_YOUR INSTRUCTIONS_
Reproduce all of the records exactly.

_DATA FOR THIS EXERCISE_

- - - - -

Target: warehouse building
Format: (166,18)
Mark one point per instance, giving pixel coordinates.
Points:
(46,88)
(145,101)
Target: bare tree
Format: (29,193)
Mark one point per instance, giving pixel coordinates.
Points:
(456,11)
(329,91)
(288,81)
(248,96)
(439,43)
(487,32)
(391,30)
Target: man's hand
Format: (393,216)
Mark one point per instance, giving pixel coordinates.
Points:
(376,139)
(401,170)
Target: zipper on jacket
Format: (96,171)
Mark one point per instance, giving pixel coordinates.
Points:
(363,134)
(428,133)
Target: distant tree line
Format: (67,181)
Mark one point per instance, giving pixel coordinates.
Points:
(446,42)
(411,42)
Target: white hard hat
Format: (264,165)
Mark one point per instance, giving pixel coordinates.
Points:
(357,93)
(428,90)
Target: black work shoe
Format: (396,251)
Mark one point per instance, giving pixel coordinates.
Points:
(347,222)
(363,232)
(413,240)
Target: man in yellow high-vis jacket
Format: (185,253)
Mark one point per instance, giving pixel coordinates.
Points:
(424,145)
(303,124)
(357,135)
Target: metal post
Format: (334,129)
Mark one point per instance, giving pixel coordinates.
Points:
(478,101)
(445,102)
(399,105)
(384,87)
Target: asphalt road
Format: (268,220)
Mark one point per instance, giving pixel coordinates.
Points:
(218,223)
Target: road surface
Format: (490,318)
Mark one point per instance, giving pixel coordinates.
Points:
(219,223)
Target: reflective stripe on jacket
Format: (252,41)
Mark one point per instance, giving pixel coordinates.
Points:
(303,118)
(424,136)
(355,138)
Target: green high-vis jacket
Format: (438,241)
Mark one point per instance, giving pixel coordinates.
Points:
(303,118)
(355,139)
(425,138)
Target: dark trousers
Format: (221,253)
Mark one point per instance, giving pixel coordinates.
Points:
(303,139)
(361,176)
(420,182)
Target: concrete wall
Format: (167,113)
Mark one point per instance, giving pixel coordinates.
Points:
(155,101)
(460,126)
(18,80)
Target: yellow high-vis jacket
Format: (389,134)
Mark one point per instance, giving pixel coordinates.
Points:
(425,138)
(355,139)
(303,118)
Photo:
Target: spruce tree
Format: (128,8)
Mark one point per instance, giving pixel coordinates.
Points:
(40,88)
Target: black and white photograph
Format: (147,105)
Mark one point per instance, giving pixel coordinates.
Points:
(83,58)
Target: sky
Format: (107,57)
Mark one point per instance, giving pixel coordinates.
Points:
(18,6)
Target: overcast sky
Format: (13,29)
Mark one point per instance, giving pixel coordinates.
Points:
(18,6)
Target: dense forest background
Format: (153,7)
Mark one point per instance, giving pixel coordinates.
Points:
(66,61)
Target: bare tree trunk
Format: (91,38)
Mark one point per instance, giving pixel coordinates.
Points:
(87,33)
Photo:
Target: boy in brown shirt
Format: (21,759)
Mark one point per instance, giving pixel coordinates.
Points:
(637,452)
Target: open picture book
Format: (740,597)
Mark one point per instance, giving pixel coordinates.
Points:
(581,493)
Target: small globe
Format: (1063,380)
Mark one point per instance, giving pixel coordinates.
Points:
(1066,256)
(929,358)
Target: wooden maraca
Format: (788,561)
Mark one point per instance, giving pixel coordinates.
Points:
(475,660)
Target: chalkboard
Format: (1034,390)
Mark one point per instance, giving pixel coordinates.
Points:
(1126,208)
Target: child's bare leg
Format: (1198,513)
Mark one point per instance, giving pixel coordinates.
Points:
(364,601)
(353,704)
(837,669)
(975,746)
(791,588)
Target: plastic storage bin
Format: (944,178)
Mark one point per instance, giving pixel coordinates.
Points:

- - - - -

_RESPONSE BOX_
Target: warehouse building
Format: (166,18)
Mark one point per instance, giving pixel coordinates.
Points:
(46,88)
(145,101)
Target: bare tree
Format: (29,193)
Mark one point per instance, giving pixel coordinates.
Points:
(456,11)
(329,91)
(288,81)
(248,96)
(439,43)
(487,32)
(391,30)
Target: man's hand
Format: (393,216)
Mark one point per instance, giving pixel coordinates.
Points:
(376,139)
(401,170)
Target: zipper on jacket
Format: (96,171)
Mark one point per instance, giving pixel coordinates.
Points:
(363,134)
(428,133)
Target: distant tree line
Format: (67,181)
Mark one point per instance, giving pixel coordinates.
Points:
(446,42)
(411,42)
Target: white hard hat
Format: (264,165)
Mark one point per instance, giving pixel coordinates.
Points:
(357,93)
(428,90)
Target: black work shoe
Format: (396,251)
Mark one point per instance, giving pixel coordinates.
Points:
(347,222)
(363,232)
(413,240)
Target: man in yellow high-vis jacket
Format: (185,253)
Mark one point per instance, giving pixel coordinates.
Points:
(424,145)
(303,124)
(357,135)
Target: metal post
Format: (334,129)
Mark one point per instance, giving pixel coordinates.
Points:
(478,101)
(445,102)
(399,105)
(384,87)
Target: asphalt road
Format: (268,220)
Mark one point per instance, giving pixel coordinates.
Points:
(218,223)
Target: road surface
Format: (490,318)
Mark one point per instance, giving pixel coordinates.
Points:
(219,223)
Target: reflective stripe on jacket
Format: (252,41)
Mark one point per instance, giving pixel coordinates.
Points:
(303,118)
(424,136)
(355,138)
Target: green high-vis jacket
Format: (438,241)
Mark one point per instance, giving pixel coordinates.
Points:
(303,118)
(355,139)
(425,138)
Target: dark trousers
Format: (221,253)
Mark one point per instance, giving pixel coordinates.
Points:
(303,139)
(361,176)
(420,182)
Target: concrete wall
Format: (167,113)
Mark one point per instance, giving pixel coordinates.
Points:
(155,101)
(460,126)
(18,80)
Target: yellow high-vis jacket
Format: (389,134)
Mark one point per instance, giving pixel coordinates.
Points:
(425,138)
(355,139)
(303,118)
Photo:
Target: spruce tree
Format: (128,8)
Mark one point per instance, giving pixel coordinates.
Points:
(40,88)
Target: black and white photograph
Format: (147,105)
Mark one point per instance, giving pixel coordinates.
Points:
(83,58)
Target: sky
Format: (107,57)
Mark one point per instance, giving pixel coordinates.
Points:
(18,6)
Target: overcast sky
Format: (13,29)
Mark one point per instance, giving pixel coordinates.
Points:
(18,6)
Target: dense forest background
Format: (153,7)
Mark one point per instance, giving pixel coordinates.
Points:
(66,61)
Target: bare tree trunk
Format: (91,38)
Mark one point per instance, giving pixel coordinates.
Points:
(87,33)
Photo:
Target: boy in brown shirt
Format: (21,759)
Mark one point per instance, giving pixel coordinates.
Points:
(637,452)
Target: open picture book
Format: (740,597)
Mark one point per instance, giving pixel coordinates.
Points:
(581,493)
Target: small globe
Format: (1063,380)
Mark one point per instance, giving pixel coordinates.
Points:
(1066,256)
(929,358)
Target: wooden maraca
Format: (788,561)
Mark one point per instance, giving pixel coordinates.
Points:
(475,660)
Target: chalkboard
Format: (1034,390)
Mark one point per instance, giving pixel coordinates.
Points:
(1126,208)
Target: child's bare leg
Format: (1198,513)
Mark one point per instance, giving pixel coordinates.
Points:
(364,601)
(353,704)
(837,669)
(975,746)
(791,588)
Target: plastic storage bin
Format: (944,178)
Mark one point per instance, giving pixel coordinates.
Points:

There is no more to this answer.